- [What to work on] Transcribe every line of the records verbatim.

- [Task data]
********************
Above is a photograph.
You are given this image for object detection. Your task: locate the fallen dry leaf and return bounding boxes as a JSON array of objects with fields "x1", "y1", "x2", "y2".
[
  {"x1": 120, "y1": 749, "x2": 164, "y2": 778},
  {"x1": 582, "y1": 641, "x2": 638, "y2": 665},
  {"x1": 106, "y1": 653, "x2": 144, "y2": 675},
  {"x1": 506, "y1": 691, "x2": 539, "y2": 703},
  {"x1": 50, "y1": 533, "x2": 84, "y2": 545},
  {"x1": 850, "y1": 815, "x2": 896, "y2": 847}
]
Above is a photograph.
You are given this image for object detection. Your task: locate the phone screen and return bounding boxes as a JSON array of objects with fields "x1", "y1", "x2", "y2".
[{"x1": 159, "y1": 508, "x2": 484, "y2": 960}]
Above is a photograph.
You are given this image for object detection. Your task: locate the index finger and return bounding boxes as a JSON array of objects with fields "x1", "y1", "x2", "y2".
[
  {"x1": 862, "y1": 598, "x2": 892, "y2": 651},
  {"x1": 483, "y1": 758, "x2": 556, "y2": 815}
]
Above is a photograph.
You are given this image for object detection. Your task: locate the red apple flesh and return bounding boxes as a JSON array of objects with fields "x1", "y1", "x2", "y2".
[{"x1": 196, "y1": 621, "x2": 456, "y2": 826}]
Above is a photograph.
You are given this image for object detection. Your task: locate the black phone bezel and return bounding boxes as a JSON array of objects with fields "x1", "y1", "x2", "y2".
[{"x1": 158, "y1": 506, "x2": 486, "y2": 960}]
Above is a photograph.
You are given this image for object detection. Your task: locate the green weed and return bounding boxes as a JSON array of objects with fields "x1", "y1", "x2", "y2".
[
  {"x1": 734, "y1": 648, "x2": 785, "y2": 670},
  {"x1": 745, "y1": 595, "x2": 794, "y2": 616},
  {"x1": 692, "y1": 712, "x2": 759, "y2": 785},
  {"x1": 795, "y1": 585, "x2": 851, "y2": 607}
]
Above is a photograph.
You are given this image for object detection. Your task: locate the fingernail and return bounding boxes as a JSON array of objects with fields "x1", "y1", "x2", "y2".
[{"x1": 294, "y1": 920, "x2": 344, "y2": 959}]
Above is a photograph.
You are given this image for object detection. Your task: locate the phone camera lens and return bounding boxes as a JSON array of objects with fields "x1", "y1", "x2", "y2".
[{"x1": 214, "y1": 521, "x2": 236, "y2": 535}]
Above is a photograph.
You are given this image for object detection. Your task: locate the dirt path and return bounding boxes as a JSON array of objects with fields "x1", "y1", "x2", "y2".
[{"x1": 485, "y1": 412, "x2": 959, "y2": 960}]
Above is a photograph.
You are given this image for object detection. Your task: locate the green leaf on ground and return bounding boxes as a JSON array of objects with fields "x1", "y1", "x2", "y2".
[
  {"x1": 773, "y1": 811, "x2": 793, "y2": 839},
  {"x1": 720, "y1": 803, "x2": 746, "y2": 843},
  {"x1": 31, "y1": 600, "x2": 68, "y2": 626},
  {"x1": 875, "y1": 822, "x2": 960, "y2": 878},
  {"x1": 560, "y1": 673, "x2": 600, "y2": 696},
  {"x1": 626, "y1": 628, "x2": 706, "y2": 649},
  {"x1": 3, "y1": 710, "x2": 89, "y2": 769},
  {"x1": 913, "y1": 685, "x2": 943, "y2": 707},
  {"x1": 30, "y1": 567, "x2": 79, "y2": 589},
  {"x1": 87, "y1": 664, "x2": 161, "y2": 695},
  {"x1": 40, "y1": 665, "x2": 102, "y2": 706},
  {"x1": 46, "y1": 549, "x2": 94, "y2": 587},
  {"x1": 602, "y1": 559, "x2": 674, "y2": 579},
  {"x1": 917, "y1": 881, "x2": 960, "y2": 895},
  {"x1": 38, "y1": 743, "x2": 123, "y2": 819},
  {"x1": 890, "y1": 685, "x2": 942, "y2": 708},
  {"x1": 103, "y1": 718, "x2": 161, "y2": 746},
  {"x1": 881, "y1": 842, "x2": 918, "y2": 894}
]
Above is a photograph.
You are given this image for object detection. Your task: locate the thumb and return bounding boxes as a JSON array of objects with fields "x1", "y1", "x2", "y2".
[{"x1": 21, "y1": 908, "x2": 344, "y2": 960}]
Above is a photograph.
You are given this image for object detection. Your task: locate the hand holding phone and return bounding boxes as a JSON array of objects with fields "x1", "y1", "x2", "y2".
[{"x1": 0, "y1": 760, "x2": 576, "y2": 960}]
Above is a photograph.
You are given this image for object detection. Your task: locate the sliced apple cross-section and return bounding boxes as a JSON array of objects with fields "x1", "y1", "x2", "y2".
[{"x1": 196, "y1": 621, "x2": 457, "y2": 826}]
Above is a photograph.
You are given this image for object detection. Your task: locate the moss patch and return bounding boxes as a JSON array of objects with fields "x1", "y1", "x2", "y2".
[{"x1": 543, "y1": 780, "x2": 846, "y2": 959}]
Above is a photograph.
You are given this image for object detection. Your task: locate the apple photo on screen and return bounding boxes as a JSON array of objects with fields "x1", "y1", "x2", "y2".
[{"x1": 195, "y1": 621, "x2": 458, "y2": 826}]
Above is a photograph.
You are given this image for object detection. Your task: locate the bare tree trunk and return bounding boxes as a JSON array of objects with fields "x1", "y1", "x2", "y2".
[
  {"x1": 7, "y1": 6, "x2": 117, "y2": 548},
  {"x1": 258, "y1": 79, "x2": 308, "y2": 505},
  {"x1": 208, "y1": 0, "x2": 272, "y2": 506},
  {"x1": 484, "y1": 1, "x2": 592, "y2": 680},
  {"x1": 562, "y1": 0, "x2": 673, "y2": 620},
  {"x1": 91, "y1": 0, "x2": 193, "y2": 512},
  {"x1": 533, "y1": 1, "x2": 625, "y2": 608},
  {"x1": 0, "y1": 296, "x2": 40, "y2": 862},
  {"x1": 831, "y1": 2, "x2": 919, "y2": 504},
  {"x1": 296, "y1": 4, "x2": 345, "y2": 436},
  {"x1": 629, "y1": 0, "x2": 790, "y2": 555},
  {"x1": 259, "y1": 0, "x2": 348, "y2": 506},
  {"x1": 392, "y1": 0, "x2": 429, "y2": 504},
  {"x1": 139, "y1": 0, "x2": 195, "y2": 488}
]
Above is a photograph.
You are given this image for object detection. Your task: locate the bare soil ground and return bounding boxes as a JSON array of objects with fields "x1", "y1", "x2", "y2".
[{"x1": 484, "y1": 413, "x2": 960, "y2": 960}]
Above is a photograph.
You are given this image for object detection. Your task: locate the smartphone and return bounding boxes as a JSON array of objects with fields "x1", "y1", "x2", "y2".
********************
- [Task result]
Above is a photograph.
You are given this image for object detection. Your task: locate the fallen dry leaf and return bounding boxes as a JSON array of objects with fields "x1", "y1", "x2", "y2".
[
  {"x1": 120, "y1": 749, "x2": 164, "y2": 778},
  {"x1": 582, "y1": 641, "x2": 638, "y2": 665},
  {"x1": 106, "y1": 653, "x2": 144, "y2": 675},
  {"x1": 506, "y1": 691, "x2": 539, "y2": 703},
  {"x1": 50, "y1": 533, "x2": 84, "y2": 545},
  {"x1": 850, "y1": 815, "x2": 896, "y2": 847}
]
Above is a photograph.
You are given this image for object detection. Your task: locate the phone screen and return bounding boxes as a JSON array of objects with fields "x1", "y1", "x2", "y2".
[{"x1": 159, "y1": 508, "x2": 484, "y2": 960}]
Above is a photograph.
You are given this image for object detection. Your task: locate the index finger and return bounding boxes as a JSON array of objects with fields "x1", "y1", "x2", "y2".
[
  {"x1": 862, "y1": 598, "x2": 892, "y2": 651},
  {"x1": 483, "y1": 758, "x2": 556, "y2": 815}
]
Above is a photograph.
You are given this image for object detection. Your task: locate the red apple flesh and return bounding boxes as a JSON array of objects with fields "x1", "y1", "x2", "y2".
[{"x1": 196, "y1": 621, "x2": 456, "y2": 826}]
Above is a photograph.
You are given this image for object detection. Your task: locate the black phone bezel and return bounding boxes as a JSON array of objects with fields "x1", "y1", "x2", "y2".
[{"x1": 158, "y1": 506, "x2": 486, "y2": 960}]
Above is a photograph.
You are given this image for object detection. Your task: locate the green weed and return bounding boxes as a JSON array of objects with fields "x1", "y1", "x2", "y2".
[
  {"x1": 734, "y1": 648, "x2": 785, "y2": 670},
  {"x1": 745, "y1": 595, "x2": 794, "y2": 616},
  {"x1": 692, "y1": 712, "x2": 759, "y2": 785},
  {"x1": 795, "y1": 585, "x2": 851, "y2": 607}
]
Above is a photograph.
You are given this image for object detection. Your task: locate the fingernail and return bounding boxes as a JSON array of objects with fields "x1", "y1", "x2", "y2".
[{"x1": 294, "y1": 920, "x2": 344, "y2": 959}]
Above is a photograph.
You are given this image for object detection. Your task: locate the phone camera lens and return bounding boxes as a JSON array of objects with fields "x1", "y1", "x2", "y2".
[{"x1": 214, "y1": 521, "x2": 236, "y2": 535}]
Above is a photograph.
You are given this image for object detection. Your task: locate the dirt path and return bounding boxes as a JSON array of objects with fields "x1", "y1", "x2", "y2".
[{"x1": 485, "y1": 412, "x2": 959, "y2": 960}]
Above is a photograph.
You are given this image for object detection. Your task: locate the green leaf on ground and return bounding boxes as a JSON array of objects with fields "x1", "y1", "x2", "y2".
[
  {"x1": 773, "y1": 811, "x2": 793, "y2": 839},
  {"x1": 720, "y1": 803, "x2": 746, "y2": 843},
  {"x1": 31, "y1": 600, "x2": 68, "y2": 626},
  {"x1": 875, "y1": 822, "x2": 960, "y2": 878},
  {"x1": 560, "y1": 673, "x2": 600, "y2": 696},
  {"x1": 626, "y1": 628, "x2": 706, "y2": 649},
  {"x1": 3, "y1": 710, "x2": 89, "y2": 769},
  {"x1": 913, "y1": 685, "x2": 943, "y2": 707},
  {"x1": 30, "y1": 567, "x2": 79, "y2": 589},
  {"x1": 87, "y1": 664, "x2": 161, "y2": 695},
  {"x1": 40, "y1": 665, "x2": 102, "y2": 706},
  {"x1": 46, "y1": 549, "x2": 94, "y2": 587},
  {"x1": 602, "y1": 559, "x2": 674, "y2": 579},
  {"x1": 917, "y1": 881, "x2": 960, "y2": 895},
  {"x1": 38, "y1": 743, "x2": 123, "y2": 819},
  {"x1": 890, "y1": 685, "x2": 942, "y2": 708},
  {"x1": 103, "y1": 718, "x2": 161, "y2": 746},
  {"x1": 881, "y1": 842, "x2": 918, "y2": 894}
]
Above is a photograph.
You are given this image for object detection. Your task: locate the thumb and return bounding boxes as a JSON array of objects with fields "x1", "y1", "x2", "y2".
[{"x1": 21, "y1": 908, "x2": 344, "y2": 960}]
Above is a photograph.
You are given this image for object detection. Your task: locate the hand holding phone and return bounding boxes as a JSON array of objects with fields "x1", "y1", "x2", "y2".
[{"x1": 0, "y1": 760, "x2": 576, "y2": 960}]
Above is a photograph.
You are given this image for object detection. Your task: locate the sliced apple cross-section and return bounding boxes as a JSON array of objects with fields "x1", "y1", "x2", "y2".
[{"x1": 196, "y1": 621, "x2": 457, "y2": 826}]
Above is a photograph.
You are given this image for object detection. Your task: locate the moss patch and return bounding boxes as a JSON array of objects with fields "x1", "y1", "x2", "y2".
[{"x1": 543, "y1": 780, "x2": 846, "y2": 959}]
Above is a photograph.
You are given this image for object detection. Your task: locate the apple photo on screen and return bounding boxes as a JSON array of objects with fields "x1", "y1", "x2", "y2".
[{"x1": 195, "y1": 621, "x2": 458, "y2": 826}]
Above is a photograph.
You are given this image for object detection. Your task: locate the bare tree trunk and return bounding boxes as a JSON array of objects with fields "x1", "y1", "x2", "y2".
[
  {"x1": 7, "y1": 6, "x2": 117, "y2": 548},
  {"x1": 258, "y1": 79, "x2": 308, "y2": 505},
  {"x1": 208, "y1": 0, "x2": 272, "y2": 506},
  {"x1": 484, "y1": 1, "x2": 592, "y2": 680},
  {"x1": 562, "y1": 0, "x2": 673, "y2": 620},
  {"x1": 91, "y1": 0, "x2": 193, "y2": 512},
  {"x1": 533, "y1": 1, "x2": 625, "y2": 608},
  {"x1": 0, "y1": 296, "x2": 40, "y2": 862},
  {"x1": 831, "y1": 2, "x2": 919, "y2": 504},
  {"x1": 296, "y1": 4, "x2": 345, "y2": 436},
  {"x1": 629, "y1": 0, "x2": 790, "y2": 555},
  {"x1": 259, "y1": 0, "x2": 348, "y2": 506},
  {"x1": 392, "y1": 0, "x2": 429, "y2": 504},
  {"x1": 139, "y1": 0, "x2": 195, "y2": 488}
]
Above is a photograph.
You are given this image for object detection. Your task: locate the bare soil ground and return bounding boxes as a JSON array of objects with fields "x1", "y1", "x2", "y2".
[{"x1": 484, "y1": 413, "x2": 960, "y2": 960}]
Above is a photograph.
You are given this image for object detection. Your task: locate the smartphone and return bounding boxes as a JSON array of objects with fields "x1", "y1", "x2", "y2".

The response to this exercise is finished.